RECORDS SUPPLIED
+ + + +

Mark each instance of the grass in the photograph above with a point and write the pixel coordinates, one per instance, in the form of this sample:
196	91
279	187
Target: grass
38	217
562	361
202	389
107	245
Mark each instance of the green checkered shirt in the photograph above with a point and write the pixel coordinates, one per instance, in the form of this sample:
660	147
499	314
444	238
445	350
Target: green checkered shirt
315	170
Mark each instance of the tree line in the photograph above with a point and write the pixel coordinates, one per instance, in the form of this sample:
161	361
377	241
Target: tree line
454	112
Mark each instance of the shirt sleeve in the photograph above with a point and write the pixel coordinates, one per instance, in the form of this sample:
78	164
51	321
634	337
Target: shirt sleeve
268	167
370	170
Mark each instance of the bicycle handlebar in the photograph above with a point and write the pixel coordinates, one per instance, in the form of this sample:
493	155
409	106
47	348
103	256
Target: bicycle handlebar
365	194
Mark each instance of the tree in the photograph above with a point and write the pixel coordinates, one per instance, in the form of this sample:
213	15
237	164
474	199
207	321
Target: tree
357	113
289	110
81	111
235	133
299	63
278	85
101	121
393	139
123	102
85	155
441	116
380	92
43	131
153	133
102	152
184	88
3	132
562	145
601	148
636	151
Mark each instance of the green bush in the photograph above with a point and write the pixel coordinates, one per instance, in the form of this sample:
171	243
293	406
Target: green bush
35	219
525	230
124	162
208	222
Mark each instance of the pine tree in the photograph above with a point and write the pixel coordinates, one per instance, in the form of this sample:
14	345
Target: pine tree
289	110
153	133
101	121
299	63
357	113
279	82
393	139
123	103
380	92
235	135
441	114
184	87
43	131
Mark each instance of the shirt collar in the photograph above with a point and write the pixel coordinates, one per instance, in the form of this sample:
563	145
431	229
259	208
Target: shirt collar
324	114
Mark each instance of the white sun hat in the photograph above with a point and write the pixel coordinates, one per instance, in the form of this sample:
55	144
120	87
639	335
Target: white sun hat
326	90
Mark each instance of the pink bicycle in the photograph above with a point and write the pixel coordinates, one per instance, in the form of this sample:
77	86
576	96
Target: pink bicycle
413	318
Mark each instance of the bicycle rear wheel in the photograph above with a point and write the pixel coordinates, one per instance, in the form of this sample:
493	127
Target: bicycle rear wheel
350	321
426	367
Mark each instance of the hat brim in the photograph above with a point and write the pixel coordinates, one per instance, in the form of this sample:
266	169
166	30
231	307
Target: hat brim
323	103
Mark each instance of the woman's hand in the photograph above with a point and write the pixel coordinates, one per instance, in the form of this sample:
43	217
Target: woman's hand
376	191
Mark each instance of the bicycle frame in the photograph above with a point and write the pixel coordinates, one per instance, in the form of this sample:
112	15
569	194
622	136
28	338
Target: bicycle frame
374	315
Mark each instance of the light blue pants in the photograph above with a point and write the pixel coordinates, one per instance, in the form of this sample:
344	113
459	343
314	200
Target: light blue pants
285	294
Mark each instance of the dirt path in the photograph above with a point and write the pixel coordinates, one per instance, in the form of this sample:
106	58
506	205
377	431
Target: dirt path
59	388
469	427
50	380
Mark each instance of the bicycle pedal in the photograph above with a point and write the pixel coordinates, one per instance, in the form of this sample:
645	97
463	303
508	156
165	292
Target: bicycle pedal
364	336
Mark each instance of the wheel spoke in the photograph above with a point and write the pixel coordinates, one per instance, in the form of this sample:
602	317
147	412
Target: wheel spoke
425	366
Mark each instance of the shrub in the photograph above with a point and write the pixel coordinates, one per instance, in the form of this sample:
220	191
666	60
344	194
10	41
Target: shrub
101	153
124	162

+ + + +

WHAT YOU NEED TO DO
All of the data above needs to be written out again, exactly.

EXERCISE ANSWER
Mark each instance of the grass in the photograph above with a point and write the pixel coordinates, one per instance, in the form of this sample:
196	91
279	187
Target: grass
38	217
562	361
202	389
107	245
Mark each instance of the green checkered shirt in the photograph above with a point and write the pixel coordinates, one per instance, in the form of this sample:
660	147
499	314
444	238
445	350
Target: green checkered shirt
315	170
Mark each instance of the tree line in the photograph above with a point and write the pixel coordinates, one per instance, in the form of this sample:
161	361
377	241
Target: tree line
454	112
Mark each instance of the shirt sleeve in the photograph above with a point and write the pixel coordinates, one per instance, in the form of this sample:
78	164
51	321
634	337
Target: shirt sleeve
268	167
370	170
Mark each instance of the bicycle handlebar in the photograph above with a point and write the pixel coordinates, one per instance, in the form of this sample:
493	155
409	106
47	348
103	256
Target: bicycle handlebar
365	194
Mark each instance of the tree in the photograph above with a point and write the pixel coordinates, one per instance, in the form of this sample:
213	15
237	164
474	199
207	321
Target: tree
357	113
289	110
81	111
235	133
299	63
278	85
101	121
393	139
123	102
85	155
441	116
380	92
43	131
153	133
102	152
184	88
3	132
562	145
601	148
636	151
Mark each instance of the green bush in the photograph above with a point and write the pixel coordinates, one per instance, in the form of this sample:
171	243
293	406
Target: green bush
35	219
525	230
124	162
208	222
Mark each instance of the pine tree in the photograph above with a point and write the pixel coordinates, one per instance, in the form of this sample:
14	345
Target: pine tree
289	110
153	133
101	121
299	63
357	113
279	82
393	139
123	103
380	92
235	135
441	114
184	87
43	131
Mark each instance of the shirt collar in the photograph above with a point and write the pixel coordinates, one per instance, in the form of this sample:
563	145
431	229
259	208
Target: shirt collar
324	114
Mark each instance of the white sun hat in the photograph above with a point and write the pixel coordinates, one per instance, in the form of this sample:
55	144
120	87
639	335
Target: white sun hat
326	90
Mark each instance of the pink bicycle in the photograph above with a point and write the pixel coordinates, one per instance, in the form of this sample:
77	86
576	96
Target: pink bicycle
413	318
Mark each instance of the bicycle rear wheel in the photograph above with a point and write the pixel coordinates, one per instance, in the form of this sample:
493	127
Target: bicycle rear wheel
350	321
426	367
Mark each instance of the hat brim in the photograph above with a point and write the pixel coordinates, one per instance, in the form of this sample:
266	169
166	30
231	307
Target: hat brim
323	103
Mark each instance of the woman's hand in the photograph above with a point and write the pixel coordinates, one per instance, in the form of this sample:
43	217
Target: woman's hand
376	191
Mark each instance of the bicycle frame in the photograph above with a point and write the pixel coordinates, one per instance, in the form of this sample:
112	15
569	194
622	136
28	338
Target: bicycle frame
374	315
Mark each instance of the light blue pants in the photograph above with a point and write the pixel coordinates, one per instance, in the form of this sample:
344	113
459	343
314	200
Target: light blue pants
285	294
Mark each instance of the dirt path in the photograph above with a point and write the pixel coordinates, one per instance, in the form of this sample:
106	58
506	205
377	431
Target: dirt path
59	388
469	427
50	380
Mark each instance of the bicycle pedal in the photograph above with a point and write the pixel coordinates, one per instance, in the form of this sample:
645	97
463	303
508	156
165	292
Target: bicycle pedal
364	336
Mark each instance of the wheel spoke in the photograph above with a point and write the pixel coordinates, one per instance, in the form of this sample:
602	317
147	412
Target: wheel spoke
425	366
Mark each instance of the shrub in the photograph above with a point and write the pixel coordinates, one per instance, in the form of this sample:
220	191
666	60
344	194
10	41
Target: shrub
101	153
124	162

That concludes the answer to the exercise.